• TASK MATERIAL:
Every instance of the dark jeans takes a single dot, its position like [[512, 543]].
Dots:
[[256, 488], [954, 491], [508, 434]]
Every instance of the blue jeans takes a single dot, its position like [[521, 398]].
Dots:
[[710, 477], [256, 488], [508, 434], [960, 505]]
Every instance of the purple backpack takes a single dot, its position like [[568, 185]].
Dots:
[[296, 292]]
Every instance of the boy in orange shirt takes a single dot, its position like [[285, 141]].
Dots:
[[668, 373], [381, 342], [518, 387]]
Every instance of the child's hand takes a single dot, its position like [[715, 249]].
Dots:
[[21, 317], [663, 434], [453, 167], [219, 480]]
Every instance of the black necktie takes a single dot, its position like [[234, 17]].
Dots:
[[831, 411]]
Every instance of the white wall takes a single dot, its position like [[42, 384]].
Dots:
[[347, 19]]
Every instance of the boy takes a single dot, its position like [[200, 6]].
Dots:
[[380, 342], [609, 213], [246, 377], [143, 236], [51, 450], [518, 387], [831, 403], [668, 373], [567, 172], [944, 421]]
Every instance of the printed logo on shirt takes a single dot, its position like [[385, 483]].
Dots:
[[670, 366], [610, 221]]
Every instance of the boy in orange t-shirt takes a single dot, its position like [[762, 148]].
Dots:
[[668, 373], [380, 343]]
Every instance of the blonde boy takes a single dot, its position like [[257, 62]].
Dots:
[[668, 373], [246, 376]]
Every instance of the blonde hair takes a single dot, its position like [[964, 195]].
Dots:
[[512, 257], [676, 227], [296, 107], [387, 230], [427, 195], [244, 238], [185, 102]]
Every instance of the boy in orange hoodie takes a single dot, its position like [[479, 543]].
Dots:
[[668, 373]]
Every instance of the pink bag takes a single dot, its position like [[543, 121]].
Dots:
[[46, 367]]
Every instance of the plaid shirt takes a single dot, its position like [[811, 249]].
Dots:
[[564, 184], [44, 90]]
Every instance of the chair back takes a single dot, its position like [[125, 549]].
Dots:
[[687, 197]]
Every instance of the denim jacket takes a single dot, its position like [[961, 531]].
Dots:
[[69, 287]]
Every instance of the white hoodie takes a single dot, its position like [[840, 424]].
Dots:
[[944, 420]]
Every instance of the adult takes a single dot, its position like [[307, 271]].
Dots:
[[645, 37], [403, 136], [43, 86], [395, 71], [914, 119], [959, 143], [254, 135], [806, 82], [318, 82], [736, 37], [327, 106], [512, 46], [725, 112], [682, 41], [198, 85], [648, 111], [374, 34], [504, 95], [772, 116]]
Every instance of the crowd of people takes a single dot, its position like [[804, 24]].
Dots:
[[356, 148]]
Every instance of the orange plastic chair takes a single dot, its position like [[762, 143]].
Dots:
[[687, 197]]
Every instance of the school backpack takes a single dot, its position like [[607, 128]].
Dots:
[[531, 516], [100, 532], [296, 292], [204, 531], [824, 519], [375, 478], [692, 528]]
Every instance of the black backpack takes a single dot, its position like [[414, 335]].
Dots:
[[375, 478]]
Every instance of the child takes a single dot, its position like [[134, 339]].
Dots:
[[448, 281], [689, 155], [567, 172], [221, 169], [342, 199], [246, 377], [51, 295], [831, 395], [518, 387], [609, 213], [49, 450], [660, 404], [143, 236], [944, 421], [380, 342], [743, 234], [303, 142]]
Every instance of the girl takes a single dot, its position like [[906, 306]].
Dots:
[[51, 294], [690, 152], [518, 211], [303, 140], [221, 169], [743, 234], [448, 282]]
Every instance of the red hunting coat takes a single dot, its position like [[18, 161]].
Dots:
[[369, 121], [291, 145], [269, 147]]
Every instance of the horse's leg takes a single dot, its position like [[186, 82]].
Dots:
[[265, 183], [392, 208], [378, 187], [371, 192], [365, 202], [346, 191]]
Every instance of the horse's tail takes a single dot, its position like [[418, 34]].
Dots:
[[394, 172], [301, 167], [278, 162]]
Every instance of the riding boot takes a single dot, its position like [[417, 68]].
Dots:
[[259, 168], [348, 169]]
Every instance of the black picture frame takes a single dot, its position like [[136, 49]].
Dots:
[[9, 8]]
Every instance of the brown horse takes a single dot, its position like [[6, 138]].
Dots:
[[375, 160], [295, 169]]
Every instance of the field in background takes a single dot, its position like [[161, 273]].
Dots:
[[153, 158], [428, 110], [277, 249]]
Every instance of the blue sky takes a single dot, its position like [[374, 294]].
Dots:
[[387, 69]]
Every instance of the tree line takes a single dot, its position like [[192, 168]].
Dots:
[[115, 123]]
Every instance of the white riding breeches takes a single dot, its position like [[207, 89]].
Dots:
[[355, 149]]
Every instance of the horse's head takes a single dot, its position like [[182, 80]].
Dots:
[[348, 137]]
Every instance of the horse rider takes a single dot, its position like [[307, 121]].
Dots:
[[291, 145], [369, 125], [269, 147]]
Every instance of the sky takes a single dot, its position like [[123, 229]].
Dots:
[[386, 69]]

• OBJECTIVE:
Write out all of the records above line for line, without altering anything.

• SOLUTION TO THIS PROBLEM:
Every instance of the dark jeans takes a single dot, its position like [[512, 543]].
Dots:
[[256, 488], [954, 491], [508, 434]]
Every instance of the blue jeans takes a single dot, its position like [[521, 398]].
Dots:
[[710, 477], [256, 488], [508, 434], [960, 505]]
Every instance of the purple backpack takes a single dot, its position like [[568, 185]].
Dots:
[[296, 292]]
Every instance of the boy in orange shirt takes a single dot, its position like [[285, 141]].
Dots:
[[668, 373], [381, 342], [518, 387]]
Every instance of the child's hand takes a single dot, its position like [[715, 249]].
Dots:
[[21, 317], [663, 434], [453, 167], [219, 480]]
Every instance of the black necktie takes a single dot, its position like [[234, 17]].
Dots:
[[831, 411]]
Every instance of the white wall takes a single dot, its position like [[42, 384]].
Dots:
[[347, 19]]
Every instance of the boy takes a single dot, its position like [[200, 6]].
Dots:
[[380, 342], [609, 213], [246, 377], [143, 236], [51, 450], [518, 387], [831, 403], [668, 373], [567, 172], [944, 421]]
Every instance of the printed logo on shirt takes a single dot, its position like [[385, 483]].
Dots:
[[670, 366], [610, 221]]
Every instance of the boy in orange t-shirt takes a single dot, its position like [[762, 148]].
Dots:
[[668, 373], [380, 343]]
Every instance of the blonde boy takes a single dot, its position like [[257, 62]].
Dots:
[[668, 373], [246, 376]]
Every instance of the blonde hair takes a single dot, its position like [[964, 195]].
Dots:
[[512, 257], [676, 227], [296, 107], [387, 230], [427, 195], [244, 238], [185, 102]]
Every instance of the boy in orange hoodie takes a single dot, its position like [[479, 543]].
Dots:
[[668, 373]]
Every instance of the pink bag takes a single dot, its position like [[543, 121]].
Dots:
[[46, 367]]
Every instance of the plaid shirt takes a single dot, its position like [[811, 249]].
Dots:
[[564, 184], [44, 90]]
Every instance of the chair back takes a single dot, its position like [[125, 549]].
Dots:
[[687, 197]]
Every instance of the denim jacket takes a single dot, its position like [[961, 531]].
Dots:
[[69, 287]]
Every instance of the white hoodie takes a single dot, its position like [[840, 424]].
Dots:
[[944, 420]]
Every instance of the adult takes a single dot, its position like [[307, 271]].
Dots:
[[645, 37], [403, 136], [43, 86], [395, 71], [914, 119], [959, 143], [254, 135], [806, 82], [318, 82], [736, 37], [327, 106], [512, 46], [725, 112], [682, 41], [198, 85], [648, 111], [374, 34], [504, 95], [772, 116]]
Every instance of the crowd of people takes a single dot, its position like [[804, 24]].
Dots:
[[356, 148]]
Every instance of the orange plastic chair takes a single dot, its position like [[762, 143]].
Dots:
[[687, 197]]
Every instance of the school backpack takes a single dot, its position like [[607, 128]].
Dots:
[[531, 516], [100, 532], [296, 292], [204, 531], [824, 519], [375, 478], [692, 528]]
Every instance of the black backpack takes a single dot, its position like [[414, 335]].
Dots:
[[375, 478]]
Every instance of the child takes a single dot, its position like [[134, 339]].
Dots:
[[448, 281], [689, 155], [567, 172], [221, 169], [342, 199], [246, 377], [51, 295], [831, 395], [518, 387], [609, 213], [49, 450], [660, 404], [143, 236], [944, 421], [380, 342], [743, 234], [303, 142]]
Every instance of the girl takes a single dot, its position like [[906, 306]].
Dots:
[[51, 294], [690, 152], [518, 211], [303, 140], [221, 169], [743, 234], [448, 282]]
Every instance of the red hunting coat takes a single dot, its position like [[18, 161]].
Dots:
[[369, 121], [291, 145], [269, 147]]
Every instance of the horse's leg takes a single dot, its position like [[186, 82]].
Dots:
[[265, 183], [392, 208], [378, 187], [371, 192], [365, 202], [346, 191]]
Every instance of the horse's tail takes a single dot, its position like [[418, 34]].
Dots:
[[394, 172], [301, 167], [278, 162]]
Every instance of the riding boot takes a single dot, its position like [[417, 68]].
Dots:
[[259, 168], [348, 169]]
Every instance of the black picture frame takes a single dot, its position like [[136, 49]].
Dots:
[[9, 8]]
Every instance of the brown horse takes a single dot, its position like [[6, 138]].
Dots:
[[375, 160], [295, 169]]
Every instance of the field in background takes a single dot, its position like [[161, 273]].
Dots:
[[153, 158], [428, 110], [277, 249]]
Every instance of the blue sky takes a single dot, its position like [[374, 294]].
Dots:
[[387, 69]]
Every instance of the tree line takes a single dot, its position like [[192, 168]].
Dots:
[[115, 123]]
Every instance of the white riding breeches takes a single dot, its position like [[207, 89]].
Dots:
[[355, 149]]
Every instance of the horse's head takes a single dot, its position like [[182, 80]].
Dots:
[[348, 137]]
Every instance of the horse rider takes a single dot, its position like [[307, 121]].
Dots:
[[291, 145], [369, 125], [269, 147]]
Every instance of the sky takes a single dot, its position like [[123, 229]].
Dots:
[[386, 69]]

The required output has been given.